**代码摘录:**
◇ ◇ ◇ ◇

提高11111

#include "Triangle.hpp"
#include "rasterizer.hpp"
#include <eigen3/Eigen/Eigen>
#include <iostream>
#include <opencv2/opencv.hpp>

constexpr double MY_PI = 3.1415926;

Eigen::Matrix4f get_view_matrix(Eigen::Vector3f eye_pos)
{
    Eigen::Matrix4f view = Eigen::Matrix4f::Identity();

    Eigen::Matrix4f translate;
    translate << 1, 0, 0, -eye_pos[0], 0, 1, 0, -eye_pos[1], 0, 0, 1,
        -eye_pos[2], 0, 0, 0, 1;

    view = translate * view;

    return view;
}

Eigen::Matrix4f get_model_matrix(float rotation_angle)
{
    Eigen::Matrix4f model = Eigen::Matrix4f::Identity();

    // TODO: Implement this function
    // Create the model matrix for rotating the triangle around the Z axis.
    // Then return it.

    float rAngleRad = rotation_angle / 180 * MY_PI;
    model <<
        cos(rAngleRad), -sin(rAngleRad), 0, 0,
        sin(rAngleRad), cos(rAngleRad), 0, 0,
        0, 0, 1, 0,
        0, 0, 0, 1;

    return model;
}

Eigen::Matrix4f get_projection_matrix(float eye_fov, float aspect_ratio,
                                      float zNear, float zFar)
{
    // Students will implement this function

    Eigen::Matrix4f projection = Eigen::Matrix4f::Identity();

    // TODO: Implement this function
    // Create the projection matrix for the given parameters.
    // Then return it.

    float fov_rad = eye_fov / 180 * MY_PI;
    float n = -zNear, f = -zFar;
    float t = abs(n) * tan(fov_rad / 2);
    float b = -t;
    float r = t * aspect_ratio;
    float l = -r;

    Eigen::Matrix4f persp2ortho = Eigen::Matrix4f::Identity();
    Eigen::Matrix4f ortho1 = Eigen::Matrix4f::Identity();
    Eigen::Matrix4f ortho2 = Eigen::Matrix4f::Identity();
    persp2ortho <<
        n, 0, 0, 0,
        0, n, 0, 0,
        0, 0, n + f, -n * f,
        0, 0, 1, 0;
    ortho1 <<
        1, 0, 0, -(r + l) / 2,
        0, 1, 0, -(t + b) / 2,
        0, 0, 1, -(n + f) / 2,
        0, 0, 0, 1;
    ortho2 <<
        2 / (r - l), 0, 0, 0,
        0, 2 / (t - b), 0, 0,
        0, 0, 2 / (n - f), 0,
        0, 0, 0, 1;

    projection = ortho1 * ortho2 * persp2ortho;

    return projection;
}

Eigen::Matrix4f get_rotation(Eigen::Vector3f axis, float angle)

◇ ◇ ◇ ◇

**所给材料:**

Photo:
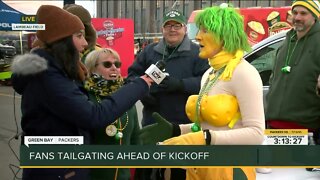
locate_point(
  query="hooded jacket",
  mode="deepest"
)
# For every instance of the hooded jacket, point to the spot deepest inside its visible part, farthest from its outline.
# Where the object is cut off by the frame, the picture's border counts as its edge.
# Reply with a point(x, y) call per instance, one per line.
point(53, 104)
point(182, 63)
point(292, 96)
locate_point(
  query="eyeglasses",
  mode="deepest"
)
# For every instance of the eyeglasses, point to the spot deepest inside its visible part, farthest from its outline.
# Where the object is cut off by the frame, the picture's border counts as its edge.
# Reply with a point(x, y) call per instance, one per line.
point(108, 64)
point(174, 26)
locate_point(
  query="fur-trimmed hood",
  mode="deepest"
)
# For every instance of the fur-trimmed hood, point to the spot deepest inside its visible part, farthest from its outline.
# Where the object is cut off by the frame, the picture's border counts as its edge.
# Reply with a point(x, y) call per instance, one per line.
point(24, 68)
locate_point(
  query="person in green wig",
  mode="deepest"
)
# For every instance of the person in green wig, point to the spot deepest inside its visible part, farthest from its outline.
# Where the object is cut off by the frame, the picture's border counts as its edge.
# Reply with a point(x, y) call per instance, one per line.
point(229, 108)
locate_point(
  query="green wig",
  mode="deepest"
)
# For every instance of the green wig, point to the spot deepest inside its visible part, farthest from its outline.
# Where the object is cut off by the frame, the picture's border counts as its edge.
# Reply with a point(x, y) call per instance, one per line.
point(227, 26)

◇ ◇ ◇ ◇

**任务列表:**
[A] 把代码中以“Eigen::Matrix4f get_model_matrix”开头的整段函数改写成简短的要点列表，保留其主要内容。
[B] 请抄录代码摘录中从"Eigen::Matrix4f get_projection_matrix(float eye_fov, float"到"the given parameters."之间的内容，包括这两处文字本身。
这些条目是独立的材料，与代码摘录无关。

**参考答案:**
[A]
- 函数接收旋转角度 rotation_angle（单位为度），返回 4×4 矩阵 model。
- model 先初始化为单位矩阵。
- 注释说明：要构造让三角形绕 Z 轴旋转的模型矩阵并返回。
- 用 rotation_angle / 180 * MY_PI 把角度换算成弧度 rAngleRad。
- 把 model 设为绕 Z 轴的旋转矩阵：
  - 第一行为 cos、-sin、0、0；
  - 第二行为 sin、cos、0、0；
  - 第三、四行与单位矩阵相同。
- 最后返回 model。

[B]
Eigen::Matrix4f get_projection_matrix(float eye_fov, float aspect_ratio,
                                      float zNear, float zFar)
{
    // Students will implement this function

    Eigen::Matrix4f projection = Eigen::Matrix4f::Identity();

    // TODO: Implement this function
    // Create the projection matrix for the given parameters.